### [Supplied material]
+++++
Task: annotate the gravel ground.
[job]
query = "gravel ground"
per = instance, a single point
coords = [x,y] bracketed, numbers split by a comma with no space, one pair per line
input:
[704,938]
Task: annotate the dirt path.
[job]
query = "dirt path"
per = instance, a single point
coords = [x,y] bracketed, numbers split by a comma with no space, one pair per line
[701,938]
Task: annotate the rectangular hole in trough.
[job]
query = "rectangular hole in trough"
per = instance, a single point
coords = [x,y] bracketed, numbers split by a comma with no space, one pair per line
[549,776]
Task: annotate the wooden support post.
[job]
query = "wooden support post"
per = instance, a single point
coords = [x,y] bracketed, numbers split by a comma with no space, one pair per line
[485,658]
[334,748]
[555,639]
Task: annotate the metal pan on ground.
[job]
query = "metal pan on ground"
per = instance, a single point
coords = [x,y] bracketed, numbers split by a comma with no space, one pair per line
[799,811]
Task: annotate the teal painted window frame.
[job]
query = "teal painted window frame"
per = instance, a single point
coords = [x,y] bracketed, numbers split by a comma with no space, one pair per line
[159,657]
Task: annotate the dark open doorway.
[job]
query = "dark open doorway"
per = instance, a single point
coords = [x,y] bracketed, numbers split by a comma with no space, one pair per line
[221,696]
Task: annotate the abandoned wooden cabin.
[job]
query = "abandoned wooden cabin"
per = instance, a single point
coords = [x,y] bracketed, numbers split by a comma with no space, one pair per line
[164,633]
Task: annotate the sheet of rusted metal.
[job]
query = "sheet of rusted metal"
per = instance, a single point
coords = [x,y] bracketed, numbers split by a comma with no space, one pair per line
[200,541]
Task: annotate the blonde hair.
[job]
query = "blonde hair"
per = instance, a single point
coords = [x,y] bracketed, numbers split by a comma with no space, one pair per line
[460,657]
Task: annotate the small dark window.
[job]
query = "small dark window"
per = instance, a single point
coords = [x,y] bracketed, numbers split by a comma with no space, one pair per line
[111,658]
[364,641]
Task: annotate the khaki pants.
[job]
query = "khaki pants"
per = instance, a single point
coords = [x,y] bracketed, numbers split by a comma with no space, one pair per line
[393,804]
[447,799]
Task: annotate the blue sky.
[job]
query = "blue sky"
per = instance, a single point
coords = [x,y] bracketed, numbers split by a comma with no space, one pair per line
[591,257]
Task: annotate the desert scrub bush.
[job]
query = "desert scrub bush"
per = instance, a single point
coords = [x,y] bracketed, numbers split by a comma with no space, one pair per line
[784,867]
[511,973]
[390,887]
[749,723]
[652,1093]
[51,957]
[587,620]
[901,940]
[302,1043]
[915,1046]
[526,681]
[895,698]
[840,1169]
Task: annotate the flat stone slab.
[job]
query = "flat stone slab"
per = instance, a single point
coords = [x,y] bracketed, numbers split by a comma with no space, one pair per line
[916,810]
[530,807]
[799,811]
+++++
Every entry in the listing above is to be repeated verbatim.

Task: annotate the gravel ground.
[job]
query = "gravel ground"
per = instance, a single point
coords = [x,y] bracketed, numbers split by a comma with no space, one pair per line
input:
[704,938]
Task: annotate the dirt path.
[job]
query = "dirt path"
per = instance, a single point
coords = [x,y] bracketed, numbers split by a comma with no space, one pair per line
[701,938]
Task: annotate the rectangular hole in trough.
[job]
query = "rectangular hole in trough"
per = instance, a single point
coords = [x,y] bracketed, numbers split by a comma with no space, one pair per line
[549,776]
Task: annotate the wooden support post.
[job]
query = "wooden support post"
per = instance, a single point
coords = [x,y] bracketed, numbers split by a comma with no space, one pair per line
[485,658]
[334,748]
[555,639]
Task: annotate the metal pan on ground.
[job]
query = "metal pan on ground"
per = instance, a single point
coords = [x,y] bracketed, numbers split by a comma with no space, one pair per line
[799,811]
Task: annotate the teal painted window frame.
[job]
query = "teal painted window frame"
per = instance, a single point
coords = [x,y] bracketed, numbers split by a comma with no space, one pair per line
[159,657]
Task: annotate the dark open doorway.
[job]
query = "dark open doorway"
per = instance, a single point
coords = [x,y] bracketed, numbers split by a comma with no space, one pair per line
[221,696]
Task: annotate the abandoned wooden cabin.
[job]
query = "abandoned wooden cabin"
per = instance, a single point
coords = [x,y] bracketed, numbers split by a comma with no space, one pair per line
[164,633]
Task: annotate the sheet of rusted metal.
[job]
query = "sheet of rusted metal"
per = instance, a single point
coords = [x,y] bracketed, numbers split by a comma with no space, one pair per line
[200,541]
Task: annotate the blonde hair.
[job]
query = "blonde hair"
per = instance, a single point
coords = [x,y] bracketed, numbers split by a comma with no space, one pair per line
[460,657]
Task: annotate the small dark window.
[job]
query = "small dark window"
per = instance, a single point
coords = [x,y] bracketed, numbers split by a comma with no space, one pair per line
[111,658]
[364,641]
Task: annotate the khaki pants.
[job]
query = "khaki pants"
per = instance, a single point
coords = [x,y] bracketed, numbers split by a comma with no space, one pair per line
[393,804]
[447,799]
Task: annotate the blue sky.
[job]
query = "blue sky"
per = instance, a single point
coords = [x,y] bracketed, numbers split by a comma with no space, one pair per line
[591,257]
Task: annotate the desert scrub bush.
[job]
query = "desert scrub bush"
per = instance, a single point
coords = [x,y] bracketed, numbers split by a comma with no space, one pair per line
[784,867]
[511,973]
[390,887]
[749,723]
[652,1093]
[51,957]
[587,620]
[901,940]
[302,1043]
[915,1046]
[526,681]
[895,698]
[840,1169]
Task: annotate the flat stone slab.
[job]
query = "flat stone slab"
per = instance, a single point
coords = [x,y] bracketed, numbers split by a comma with no space, one pair per line
[916,810]
[530,807]
[799,811]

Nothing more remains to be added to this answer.